> What you need to do
Count the lines in the rows below that contain the word "water", and reply with that number alone.
━━ Records to process ━━
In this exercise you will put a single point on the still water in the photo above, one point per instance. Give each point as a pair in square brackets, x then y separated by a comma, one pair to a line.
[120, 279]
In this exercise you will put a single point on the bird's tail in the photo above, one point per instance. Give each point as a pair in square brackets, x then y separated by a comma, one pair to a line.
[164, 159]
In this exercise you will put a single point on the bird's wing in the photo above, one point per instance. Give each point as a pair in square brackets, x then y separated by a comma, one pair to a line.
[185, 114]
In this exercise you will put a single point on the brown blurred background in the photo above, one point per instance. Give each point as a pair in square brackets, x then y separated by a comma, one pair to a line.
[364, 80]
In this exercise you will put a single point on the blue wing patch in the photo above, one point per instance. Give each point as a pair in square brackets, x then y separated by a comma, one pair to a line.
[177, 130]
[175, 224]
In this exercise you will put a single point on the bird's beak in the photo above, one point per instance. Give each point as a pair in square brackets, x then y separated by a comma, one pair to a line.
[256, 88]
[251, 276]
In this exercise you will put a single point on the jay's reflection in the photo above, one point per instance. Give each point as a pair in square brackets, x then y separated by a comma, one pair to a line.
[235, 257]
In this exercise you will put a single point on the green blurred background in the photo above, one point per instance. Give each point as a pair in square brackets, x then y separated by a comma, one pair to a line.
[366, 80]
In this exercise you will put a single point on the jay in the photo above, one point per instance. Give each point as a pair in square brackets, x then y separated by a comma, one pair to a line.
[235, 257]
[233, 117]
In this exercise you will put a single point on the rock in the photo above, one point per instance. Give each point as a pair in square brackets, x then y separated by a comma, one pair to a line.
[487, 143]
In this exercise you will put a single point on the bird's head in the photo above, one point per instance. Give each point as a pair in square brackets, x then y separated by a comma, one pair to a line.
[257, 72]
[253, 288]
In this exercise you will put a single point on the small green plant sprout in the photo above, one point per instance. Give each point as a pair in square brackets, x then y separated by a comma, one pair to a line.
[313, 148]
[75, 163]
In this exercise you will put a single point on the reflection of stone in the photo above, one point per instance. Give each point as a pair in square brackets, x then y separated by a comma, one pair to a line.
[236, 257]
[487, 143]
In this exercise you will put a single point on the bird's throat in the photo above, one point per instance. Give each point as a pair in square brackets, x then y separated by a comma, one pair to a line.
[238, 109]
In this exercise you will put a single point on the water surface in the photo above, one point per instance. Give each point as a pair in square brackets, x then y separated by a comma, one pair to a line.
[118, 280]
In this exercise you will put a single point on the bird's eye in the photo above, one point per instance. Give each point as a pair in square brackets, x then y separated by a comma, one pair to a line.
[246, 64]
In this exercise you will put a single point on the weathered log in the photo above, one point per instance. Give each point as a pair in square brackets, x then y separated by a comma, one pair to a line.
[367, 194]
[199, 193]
━━━
━━ Records to process ━━
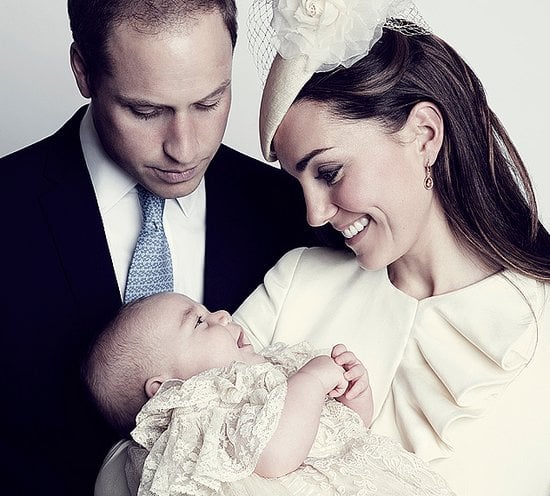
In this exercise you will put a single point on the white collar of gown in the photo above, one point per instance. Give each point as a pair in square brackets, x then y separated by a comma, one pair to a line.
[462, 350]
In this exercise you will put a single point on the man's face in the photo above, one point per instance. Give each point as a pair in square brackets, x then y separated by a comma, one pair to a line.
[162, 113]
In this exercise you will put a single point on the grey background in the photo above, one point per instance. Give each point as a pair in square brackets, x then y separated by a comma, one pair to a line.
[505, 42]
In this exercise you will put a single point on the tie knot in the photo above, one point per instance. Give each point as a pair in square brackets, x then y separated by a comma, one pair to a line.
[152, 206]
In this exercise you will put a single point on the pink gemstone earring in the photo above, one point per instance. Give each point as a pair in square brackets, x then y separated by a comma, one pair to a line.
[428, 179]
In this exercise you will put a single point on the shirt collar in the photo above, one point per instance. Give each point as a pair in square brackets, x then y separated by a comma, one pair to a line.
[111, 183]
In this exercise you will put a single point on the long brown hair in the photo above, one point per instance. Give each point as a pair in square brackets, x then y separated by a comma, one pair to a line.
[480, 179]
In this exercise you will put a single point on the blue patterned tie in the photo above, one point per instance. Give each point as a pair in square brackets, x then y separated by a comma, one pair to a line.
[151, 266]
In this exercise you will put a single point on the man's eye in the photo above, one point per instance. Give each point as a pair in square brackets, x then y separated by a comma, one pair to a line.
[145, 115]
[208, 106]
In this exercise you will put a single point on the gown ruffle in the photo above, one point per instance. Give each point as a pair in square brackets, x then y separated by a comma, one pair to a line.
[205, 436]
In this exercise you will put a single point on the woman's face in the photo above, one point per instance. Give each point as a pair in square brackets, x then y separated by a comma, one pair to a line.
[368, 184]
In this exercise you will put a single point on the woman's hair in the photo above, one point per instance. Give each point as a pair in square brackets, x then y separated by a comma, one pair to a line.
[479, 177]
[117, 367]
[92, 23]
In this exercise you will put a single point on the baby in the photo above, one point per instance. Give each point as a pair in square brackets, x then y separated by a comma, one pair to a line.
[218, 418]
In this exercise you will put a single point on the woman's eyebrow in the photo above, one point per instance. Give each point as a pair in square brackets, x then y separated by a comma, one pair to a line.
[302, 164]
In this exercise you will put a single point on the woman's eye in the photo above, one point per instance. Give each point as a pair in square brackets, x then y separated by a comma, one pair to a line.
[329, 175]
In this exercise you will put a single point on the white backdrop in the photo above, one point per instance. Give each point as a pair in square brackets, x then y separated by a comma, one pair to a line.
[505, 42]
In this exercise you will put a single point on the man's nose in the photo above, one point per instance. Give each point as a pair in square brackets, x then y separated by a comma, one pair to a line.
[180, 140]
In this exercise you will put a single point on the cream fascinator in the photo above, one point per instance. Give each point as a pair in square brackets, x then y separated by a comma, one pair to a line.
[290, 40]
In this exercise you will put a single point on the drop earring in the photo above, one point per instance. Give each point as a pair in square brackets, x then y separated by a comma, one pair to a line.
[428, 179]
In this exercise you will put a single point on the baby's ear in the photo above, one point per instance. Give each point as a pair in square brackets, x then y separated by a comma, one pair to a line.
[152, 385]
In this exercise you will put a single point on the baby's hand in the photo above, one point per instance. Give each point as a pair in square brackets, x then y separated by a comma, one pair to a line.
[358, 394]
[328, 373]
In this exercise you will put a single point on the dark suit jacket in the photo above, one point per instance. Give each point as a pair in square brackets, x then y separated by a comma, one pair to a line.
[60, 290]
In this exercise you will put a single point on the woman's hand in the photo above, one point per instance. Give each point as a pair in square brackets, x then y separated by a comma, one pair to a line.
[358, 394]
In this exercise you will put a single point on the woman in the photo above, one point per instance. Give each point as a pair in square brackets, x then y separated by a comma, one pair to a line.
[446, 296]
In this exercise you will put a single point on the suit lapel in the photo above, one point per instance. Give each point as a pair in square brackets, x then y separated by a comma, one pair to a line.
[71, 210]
━━━
> Output of the exercise
2